-------- AVAILABLE DATA --------

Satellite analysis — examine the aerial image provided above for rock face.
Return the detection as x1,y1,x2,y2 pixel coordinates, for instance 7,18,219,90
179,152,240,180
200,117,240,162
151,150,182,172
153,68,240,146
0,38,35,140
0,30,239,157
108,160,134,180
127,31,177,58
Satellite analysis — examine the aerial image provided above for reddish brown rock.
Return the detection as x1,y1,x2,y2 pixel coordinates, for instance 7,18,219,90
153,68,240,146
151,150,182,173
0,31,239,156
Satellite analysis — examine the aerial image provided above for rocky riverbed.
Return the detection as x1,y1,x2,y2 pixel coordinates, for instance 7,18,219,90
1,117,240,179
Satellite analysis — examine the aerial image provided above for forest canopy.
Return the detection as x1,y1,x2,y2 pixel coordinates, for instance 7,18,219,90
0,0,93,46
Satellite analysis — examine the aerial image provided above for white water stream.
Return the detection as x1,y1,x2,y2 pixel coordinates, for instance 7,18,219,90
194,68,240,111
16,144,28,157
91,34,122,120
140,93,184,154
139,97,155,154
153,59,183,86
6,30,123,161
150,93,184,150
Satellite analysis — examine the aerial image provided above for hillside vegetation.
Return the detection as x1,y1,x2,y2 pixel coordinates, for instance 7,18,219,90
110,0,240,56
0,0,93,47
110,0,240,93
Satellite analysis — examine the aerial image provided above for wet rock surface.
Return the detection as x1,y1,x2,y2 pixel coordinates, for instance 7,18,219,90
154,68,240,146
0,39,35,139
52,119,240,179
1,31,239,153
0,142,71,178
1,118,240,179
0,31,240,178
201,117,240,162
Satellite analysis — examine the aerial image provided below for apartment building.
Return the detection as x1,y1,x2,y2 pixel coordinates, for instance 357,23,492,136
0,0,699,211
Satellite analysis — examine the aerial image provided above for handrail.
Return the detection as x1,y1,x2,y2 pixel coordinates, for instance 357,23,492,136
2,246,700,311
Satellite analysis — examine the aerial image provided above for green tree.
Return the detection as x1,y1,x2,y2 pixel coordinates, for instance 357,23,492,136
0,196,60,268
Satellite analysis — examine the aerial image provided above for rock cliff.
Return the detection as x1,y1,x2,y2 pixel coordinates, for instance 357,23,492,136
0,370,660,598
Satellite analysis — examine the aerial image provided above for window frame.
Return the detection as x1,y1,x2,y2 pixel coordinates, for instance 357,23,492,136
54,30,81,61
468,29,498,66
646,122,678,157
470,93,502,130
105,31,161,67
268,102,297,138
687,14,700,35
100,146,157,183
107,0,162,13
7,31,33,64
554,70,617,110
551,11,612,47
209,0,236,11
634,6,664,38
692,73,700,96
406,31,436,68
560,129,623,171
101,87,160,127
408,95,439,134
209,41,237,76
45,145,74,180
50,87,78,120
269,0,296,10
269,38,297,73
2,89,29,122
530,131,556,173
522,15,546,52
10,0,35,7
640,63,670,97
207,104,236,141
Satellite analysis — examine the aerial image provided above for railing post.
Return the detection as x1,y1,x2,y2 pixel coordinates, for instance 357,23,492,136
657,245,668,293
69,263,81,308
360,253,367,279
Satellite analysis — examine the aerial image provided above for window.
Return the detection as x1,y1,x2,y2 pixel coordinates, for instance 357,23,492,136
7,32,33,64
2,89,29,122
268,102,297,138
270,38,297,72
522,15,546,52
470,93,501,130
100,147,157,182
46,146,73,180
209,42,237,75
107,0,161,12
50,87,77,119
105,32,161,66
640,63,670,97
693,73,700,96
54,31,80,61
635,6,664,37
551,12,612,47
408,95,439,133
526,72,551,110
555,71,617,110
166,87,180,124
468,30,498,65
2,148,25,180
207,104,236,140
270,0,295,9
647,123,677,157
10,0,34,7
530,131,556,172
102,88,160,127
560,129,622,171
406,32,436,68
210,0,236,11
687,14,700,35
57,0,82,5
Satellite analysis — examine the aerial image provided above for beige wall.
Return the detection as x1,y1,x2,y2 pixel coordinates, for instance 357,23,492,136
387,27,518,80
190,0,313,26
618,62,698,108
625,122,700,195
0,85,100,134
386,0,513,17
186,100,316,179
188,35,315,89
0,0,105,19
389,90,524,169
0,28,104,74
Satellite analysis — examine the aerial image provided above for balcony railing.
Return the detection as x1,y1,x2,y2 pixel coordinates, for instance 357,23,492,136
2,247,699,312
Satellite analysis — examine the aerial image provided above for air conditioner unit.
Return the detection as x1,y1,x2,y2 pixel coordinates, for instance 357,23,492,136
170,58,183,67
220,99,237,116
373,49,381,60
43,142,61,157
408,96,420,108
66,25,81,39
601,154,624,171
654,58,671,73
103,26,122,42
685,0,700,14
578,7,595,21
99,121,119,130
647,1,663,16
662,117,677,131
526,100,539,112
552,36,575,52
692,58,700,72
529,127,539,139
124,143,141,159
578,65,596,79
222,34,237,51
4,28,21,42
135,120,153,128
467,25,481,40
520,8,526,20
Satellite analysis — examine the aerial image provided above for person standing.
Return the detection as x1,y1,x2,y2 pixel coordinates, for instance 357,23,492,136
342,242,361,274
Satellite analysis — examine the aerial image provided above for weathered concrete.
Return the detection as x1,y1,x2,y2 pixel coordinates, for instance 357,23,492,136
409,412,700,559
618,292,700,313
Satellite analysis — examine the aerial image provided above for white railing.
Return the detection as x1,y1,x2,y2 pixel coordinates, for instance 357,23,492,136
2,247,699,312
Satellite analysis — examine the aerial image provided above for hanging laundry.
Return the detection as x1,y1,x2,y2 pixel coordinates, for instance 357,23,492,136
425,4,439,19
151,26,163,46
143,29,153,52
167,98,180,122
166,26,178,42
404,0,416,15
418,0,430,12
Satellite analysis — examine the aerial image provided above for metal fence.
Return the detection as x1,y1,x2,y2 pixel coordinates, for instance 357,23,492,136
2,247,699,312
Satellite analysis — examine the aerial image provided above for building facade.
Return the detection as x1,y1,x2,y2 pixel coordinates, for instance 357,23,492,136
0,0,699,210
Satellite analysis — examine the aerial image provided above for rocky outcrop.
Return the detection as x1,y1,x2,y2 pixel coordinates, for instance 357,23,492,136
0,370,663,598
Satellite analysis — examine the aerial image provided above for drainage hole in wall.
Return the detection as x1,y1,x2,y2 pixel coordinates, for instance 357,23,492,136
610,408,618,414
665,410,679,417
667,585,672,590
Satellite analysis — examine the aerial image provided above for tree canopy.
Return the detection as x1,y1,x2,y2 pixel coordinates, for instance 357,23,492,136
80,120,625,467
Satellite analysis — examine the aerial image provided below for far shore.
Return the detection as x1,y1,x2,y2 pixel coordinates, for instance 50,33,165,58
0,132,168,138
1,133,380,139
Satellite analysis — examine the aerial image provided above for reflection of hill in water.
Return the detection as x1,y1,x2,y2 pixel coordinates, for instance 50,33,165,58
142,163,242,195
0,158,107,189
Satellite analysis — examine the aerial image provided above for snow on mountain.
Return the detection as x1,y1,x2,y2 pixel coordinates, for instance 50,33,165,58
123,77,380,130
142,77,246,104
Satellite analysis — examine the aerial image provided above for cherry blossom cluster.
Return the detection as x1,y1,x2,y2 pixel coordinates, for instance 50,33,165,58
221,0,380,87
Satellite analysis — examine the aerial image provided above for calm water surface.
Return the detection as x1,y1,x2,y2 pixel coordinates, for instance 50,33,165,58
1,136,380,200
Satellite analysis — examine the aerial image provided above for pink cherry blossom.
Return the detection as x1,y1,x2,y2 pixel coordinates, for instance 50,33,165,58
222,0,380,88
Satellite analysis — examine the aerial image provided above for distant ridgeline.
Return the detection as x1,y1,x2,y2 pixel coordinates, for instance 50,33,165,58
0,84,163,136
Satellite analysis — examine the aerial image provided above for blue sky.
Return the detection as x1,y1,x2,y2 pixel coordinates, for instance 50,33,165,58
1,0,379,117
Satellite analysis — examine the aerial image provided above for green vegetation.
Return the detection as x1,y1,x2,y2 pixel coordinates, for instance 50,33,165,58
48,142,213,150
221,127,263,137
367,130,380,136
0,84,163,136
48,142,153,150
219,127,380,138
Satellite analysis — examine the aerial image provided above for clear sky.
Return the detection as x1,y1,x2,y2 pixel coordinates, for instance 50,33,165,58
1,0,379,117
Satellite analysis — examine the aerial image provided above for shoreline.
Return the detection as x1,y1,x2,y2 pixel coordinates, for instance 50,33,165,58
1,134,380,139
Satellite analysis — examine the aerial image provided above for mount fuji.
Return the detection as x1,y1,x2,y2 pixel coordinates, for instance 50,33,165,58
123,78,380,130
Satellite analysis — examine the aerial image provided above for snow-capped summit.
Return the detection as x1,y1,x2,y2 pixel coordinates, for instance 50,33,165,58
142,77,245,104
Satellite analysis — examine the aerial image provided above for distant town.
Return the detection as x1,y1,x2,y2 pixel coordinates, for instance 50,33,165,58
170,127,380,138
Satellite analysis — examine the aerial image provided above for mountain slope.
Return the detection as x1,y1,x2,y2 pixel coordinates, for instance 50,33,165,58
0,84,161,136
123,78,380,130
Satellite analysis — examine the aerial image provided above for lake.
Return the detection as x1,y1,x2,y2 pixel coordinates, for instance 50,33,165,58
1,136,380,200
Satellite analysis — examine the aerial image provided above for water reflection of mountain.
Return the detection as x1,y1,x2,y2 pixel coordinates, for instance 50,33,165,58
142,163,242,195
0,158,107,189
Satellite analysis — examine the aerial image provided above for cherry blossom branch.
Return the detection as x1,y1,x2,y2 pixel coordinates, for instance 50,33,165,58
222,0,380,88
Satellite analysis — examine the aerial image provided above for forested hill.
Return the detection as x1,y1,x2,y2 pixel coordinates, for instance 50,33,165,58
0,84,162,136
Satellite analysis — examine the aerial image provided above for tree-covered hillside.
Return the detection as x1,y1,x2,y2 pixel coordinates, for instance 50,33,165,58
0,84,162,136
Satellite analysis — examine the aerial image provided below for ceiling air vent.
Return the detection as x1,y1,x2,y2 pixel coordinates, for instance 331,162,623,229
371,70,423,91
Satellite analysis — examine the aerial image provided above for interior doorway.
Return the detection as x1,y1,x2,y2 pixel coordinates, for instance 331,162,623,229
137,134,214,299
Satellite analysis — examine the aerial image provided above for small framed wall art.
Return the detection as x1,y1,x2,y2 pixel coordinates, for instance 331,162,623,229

--------

### [WORK TO COMPLETE]
Search the lines above for the string "reflection" and copy each line that has it.

### [YOUR RESPONSE]
Satellite analysis — examine the aerial image provided above for reflection of hill in water.
Satellite analysis — examine the aerial image provided above for water reflection of mountain.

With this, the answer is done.